Menschen, die an der Grenze ihrer Leistungsfähigkeit arbeiten oder bei denen Fehler schwerwiegende Konsequenzen haben können, greifen eher zu leistungssteigenden Medikamenten, zeigt die DAK-Analyse. Beschäftigte, die viel mit Kunden zu tun haben, nehmen hingegen überwiegend Tabletten zur Stimmungsverbesserung: Fast jede fünfte Frau nennt viele Kontakte mit Menschen als Grund für den Medikamentenmissbrauch. Vor allem Frauen zwischen 40 und 50 Jahren helfen nach. „Frauen nehmen eher bestimmte Mittel gegen Depressionen, um die Stimmung zu verbessern und Ängste und Nervosität abzubauen“, erläutert Rebscher die Motive. „Bei Männern sind es meist anregende Mittel. Sie wollen wach bleiben, stark und leistungsfähig sein.“

Führungskräfte dopen kaum

Entgegen der landläufigen Meinung sind es nicht primär Top-Manager oder Kreative, die sich mit Medikamenten zu Höchstleistungen pushen wollen. Die Ergebnisse des DAK-Gesundheitsreports zeigen sogar den umgekehrten Zusammengang: Je unsicherer der Arbeitsplatz und je einfacher die Arbeit selbst, desto höher ist das Risiko für Hirndoping. Eine Rolle spielt das Tätigkeitsniveau der Arbeit: Beschäftigte mit einer einfachen Tätigkeit haben zu 8,5 Prozent bereits Medikamente zur Leistungssteigerung oder Stimmungsverbesserung eingenommen. Bei Gelernten oder Qualifizierten sind es nur 6,7 Prozent. Bei den hochqualifizierten Beschäftigten waren es 5,1 Prozent. „Das Klischee der dopenden Top-Manager ist damit vom Tisch“, so Rebscher.

Auszüge aus dem Datensatz:
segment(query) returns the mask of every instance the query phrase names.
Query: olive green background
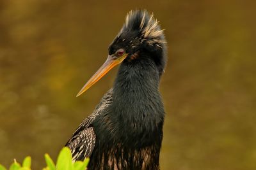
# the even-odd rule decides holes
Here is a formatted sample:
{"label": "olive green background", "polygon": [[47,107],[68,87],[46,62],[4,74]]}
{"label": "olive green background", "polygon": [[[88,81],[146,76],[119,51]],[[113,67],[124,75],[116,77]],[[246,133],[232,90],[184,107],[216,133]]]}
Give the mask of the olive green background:
{"label": "olive green background", "polygon": [[161,169],[256,169],[253,1],[0,1],[0,162],[57,153],[111,87],[83,96],[130,10],[165,29]]}

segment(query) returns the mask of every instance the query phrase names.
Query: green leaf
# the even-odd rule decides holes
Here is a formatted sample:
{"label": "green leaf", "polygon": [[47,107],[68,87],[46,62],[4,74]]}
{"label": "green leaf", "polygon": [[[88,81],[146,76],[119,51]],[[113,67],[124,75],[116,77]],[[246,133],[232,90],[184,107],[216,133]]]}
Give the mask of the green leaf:
{"label": "green leaf", "polygon": [[47,153],[45,153],[44,155],[44,157],[45,159],[46,164],[47,165],[48,169],[49,170],[56,170],[55,164],[51,159],[50,156]]}
{"label": "green leaf", "polygon": [[22,167],[30,169],[31,166],[31,158],[30,157],[26,157],[23,160]]}
{"label": "green leaf", "polygon": [[68,148],[63,148],[60,153],[57,159],[57,169],[72,170],[71,152]]}
{"label": "green leaf", "polygon": [[0,164],[0,170],[6,170],[6,169],[3,166]]}
{"label": "green leaf", "polygon": [[84,160],[84,164],[85,166],[85,167],[86,167],[89,164],[90,162],[90,158],[86,158]]}
{"label": "green leaf", "polygon": [[19,170],[21,167],[20,164],[16,162],[16,160],[14,159],[14,162],[12,163],[11,166],[10,167],[10,170]]}

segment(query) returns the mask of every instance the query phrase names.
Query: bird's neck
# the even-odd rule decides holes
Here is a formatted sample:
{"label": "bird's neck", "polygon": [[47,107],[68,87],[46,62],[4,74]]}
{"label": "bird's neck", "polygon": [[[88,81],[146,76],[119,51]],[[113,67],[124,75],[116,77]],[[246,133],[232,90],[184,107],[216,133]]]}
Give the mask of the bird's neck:
{"label": "bird's neck", "polygon": [[149,59],[123,62],[113,87],[115,116],[131,125],[161,122],[164,110],[159,79],[158,69]]}

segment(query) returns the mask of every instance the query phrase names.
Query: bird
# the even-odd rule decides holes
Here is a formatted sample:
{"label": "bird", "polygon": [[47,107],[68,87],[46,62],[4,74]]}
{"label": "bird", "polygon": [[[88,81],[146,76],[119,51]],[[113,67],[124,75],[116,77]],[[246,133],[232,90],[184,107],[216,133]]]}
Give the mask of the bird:
{"label": "bird", "polygon": [[120,64],[113,87],[79,125],[66,146],[88,169],[159,169],[164,108],[160,79],[167,43],[154,14],[132,10],[109,45],[106,62],[80,96]]}

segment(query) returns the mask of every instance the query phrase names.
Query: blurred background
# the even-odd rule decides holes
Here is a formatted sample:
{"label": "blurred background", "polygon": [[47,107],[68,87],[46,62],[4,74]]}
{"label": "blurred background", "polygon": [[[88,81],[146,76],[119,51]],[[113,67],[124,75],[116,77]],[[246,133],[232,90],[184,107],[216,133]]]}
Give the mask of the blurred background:
{"label": "blurred background", "polygon": [[256,169],[253,1],[0,1],[0,163],[45,166],[112,86],[79,97],[130,10],[160,20],[169,60],[161,169]]}

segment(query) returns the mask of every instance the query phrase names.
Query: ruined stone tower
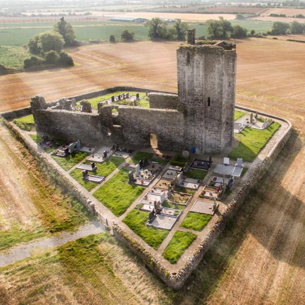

_Was zu tun ist_
Schreiben Sie den Text über Hirndoping im Berufsleben vollständig und ohne jede Änderung ab.

_Ergebnis der Übung_
Menschen, die an der Grenze ihrer Leistungsfähigkeit arbeiten oder bei denen Fehler schwerwiegende Konsequenzen haben können, greifen eher zu leistungssteigenden Medikamenten, zeigt die DAK-Analyse. Beschäftigte, die viel mit Kunden zu tun haben, nehmen hingegen überwiegend Tabletten zur Stimmungsverbesserung: Fast jede fünfte Frau nennt viele Kontakte mit Menschen als Grund für den Medikamentenmissbrauch. Vor allem Frauen zwischen 40 und 50 Jahren helfen nach. „Frauen nehmen eher bestimmte Mittel gegen Depressionen, um die Stimmung zu verbessern und Ängste und Nervosität abzubauen“, erläutert Rebscher die Motive. „Bei Männern sind es meist anregende Mittel. Sie wollen wach bleiben, stark und leistungsfähig sein.“

Führungskräfte dopen kaum

Entgegen der landläufigen Meinung sind es nicht primär Top-Manager oder Kreative, die sich mit Medikamenten zu Höchstleistungen pushen wollen. Die Ergebnisse des DAK-Gesundheitsreports zeigen sogar den umgekehrten Zusammengang: Je unsicherer der Arbeitsplatz und je einfacher die Arbeit selbst, desto höher ist das Risiko für Hirndoping. Eine Rolle spielt das Tätigkeitsniveau der Arbeit: Beschäftigte mit einer einfachen Tätigkeit haben zu 8,5 Prozent bereits Medikamente zur Leistungssteigerung oder Stimmungsverbesserung eingenommen. Bei Gelernten oder Qualifizierten sind es nur 6,7 Prozent. Bei den hochqualifizierten Beschäftigten waren es 5,1 Prozent. „Das Klischee der dopenden Top-Manager ist damit vom Tisch“, so Rebscher.